EXERCISE INPUTS below:

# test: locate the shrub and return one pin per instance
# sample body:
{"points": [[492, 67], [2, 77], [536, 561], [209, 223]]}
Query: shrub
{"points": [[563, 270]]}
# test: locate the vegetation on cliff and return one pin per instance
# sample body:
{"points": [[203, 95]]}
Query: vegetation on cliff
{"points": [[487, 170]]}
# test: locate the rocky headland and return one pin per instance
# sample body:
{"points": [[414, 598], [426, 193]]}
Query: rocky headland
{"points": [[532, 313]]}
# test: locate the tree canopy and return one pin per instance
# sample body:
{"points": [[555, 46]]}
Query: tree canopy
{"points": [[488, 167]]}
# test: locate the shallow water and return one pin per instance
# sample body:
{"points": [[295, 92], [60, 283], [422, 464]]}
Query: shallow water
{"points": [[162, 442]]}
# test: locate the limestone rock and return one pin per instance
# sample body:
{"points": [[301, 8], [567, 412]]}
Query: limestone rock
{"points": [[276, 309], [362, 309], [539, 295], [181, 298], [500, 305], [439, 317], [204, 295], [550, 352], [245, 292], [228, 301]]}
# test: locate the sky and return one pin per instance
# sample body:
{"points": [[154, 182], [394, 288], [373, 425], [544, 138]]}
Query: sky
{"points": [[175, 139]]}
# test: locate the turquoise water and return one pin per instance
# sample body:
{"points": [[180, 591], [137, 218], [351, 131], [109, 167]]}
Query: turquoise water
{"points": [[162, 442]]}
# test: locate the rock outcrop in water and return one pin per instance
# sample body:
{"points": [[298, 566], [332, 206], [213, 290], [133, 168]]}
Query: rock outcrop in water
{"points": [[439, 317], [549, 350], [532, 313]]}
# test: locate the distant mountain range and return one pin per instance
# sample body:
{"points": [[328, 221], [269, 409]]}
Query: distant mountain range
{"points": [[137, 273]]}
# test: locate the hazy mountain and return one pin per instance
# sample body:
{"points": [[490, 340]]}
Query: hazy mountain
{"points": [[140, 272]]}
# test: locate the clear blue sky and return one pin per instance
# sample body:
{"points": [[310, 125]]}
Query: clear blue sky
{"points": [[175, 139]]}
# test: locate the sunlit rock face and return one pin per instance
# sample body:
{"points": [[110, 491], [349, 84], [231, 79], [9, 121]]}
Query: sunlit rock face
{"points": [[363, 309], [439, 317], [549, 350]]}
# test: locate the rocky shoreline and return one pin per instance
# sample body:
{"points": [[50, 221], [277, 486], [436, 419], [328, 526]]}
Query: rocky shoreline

End of EXERCISE INPUTS.

WORK TASK>
All the lines of the material above must be given again exactly.

RESULT OF THE EXERCISE>
# test: locate the shrub and return one pin per instance
# sample body:
{"points": [[492, 67], [2, 77], [536, 561], [209, 223]]}
Query: shrub
{"points": [[563, 270]]}
# test: locate the vegetation on cliff and return one pin per instance
# sample body:
{"points": [[203, 95]]}
Query: vegetation on cliff
{"points": [[487, 170]]}
# test: locate the rocky headland and return one pin per instance
# sample body:
{"points": [[414, 598], [426, 193]]}
Query: rocky headland
{"points": [[532, 313]]}
# test: locate the tree canopy and return one pin per instance
# sample body:
{"points": [[555, 46]]}
Query: tree canopy
{"points": [[488, 167]]}
# test: locate the shallow water and return one pin per instance
# sample body:
{"points": [[295, 92], [60, 283], [422, 464]]}
Query: shallow water
{"points": [[162, 442]]}
# test: locate the limestone rock and return one pin per instance
# sample body:
{"points": [[301, 8], [567, 412]]}
Query: limestone rock
{"points": [[276, 309], [362, 309], [539, 295], [181, 298], [500, 305], [439, 317], [204, 295], [550, 352], [245, 292], [228, 301]]}
# test: locate the sky and return one pin per instance
# sample body:
{"points": [[154, 182], [394, 288], [373, 425], [544, 138]]}
Query: sky
{"points": [[175, 139]]}
# test: locate the turquoise water and return one pin per instance
# sample body:
{"points": [[180, 591], [137, 218], [351, 131], [109, 167]]}
Query: turquoise water
{"points": [[162, 442]]}
# test: locate the rock outcrop in water and return one pin per instance
# sample body:
{"points": [[298, 566], [332, 206], [213, 290], [133, 168]]}
Query: rock outcrop in water
{"points": [[439, 317], [549, 350], [532, 313]]}
# test: locate the distant mountain range and return one pin per instance
# sample body:
{"points": [[328, 221], [269, 409]]}
Query: distant mountain range
{"points": [[137, 273]]}
# test: locate the hazy mountain and return one pin per instance
# sample body:
{"points": [[490, 340]]}
Query: hazy mountain
{"points": [[140, 272]]}
# test: locate the clear blue sky and return one pin per instance
# sample body:
{"points": [[310, 125]]}
Query: clear blue sky
{"points": [[175, 139]]}
# test: locate the sunlit rock face and return one pin per instance
# sample body:
{"points": [[110, 491], [349, 84], [231, 79], [9, 121]]}
Query: sunlit rock face
{"points": [[363, 309], [439, 317], [549, 350]]}
# test: locate the rocky shoreline and return one pin per instance
# sample body:
{"points": [[50, 221], [277, 486], [436, 419], [328, 526]]}
Query: rocky shoreline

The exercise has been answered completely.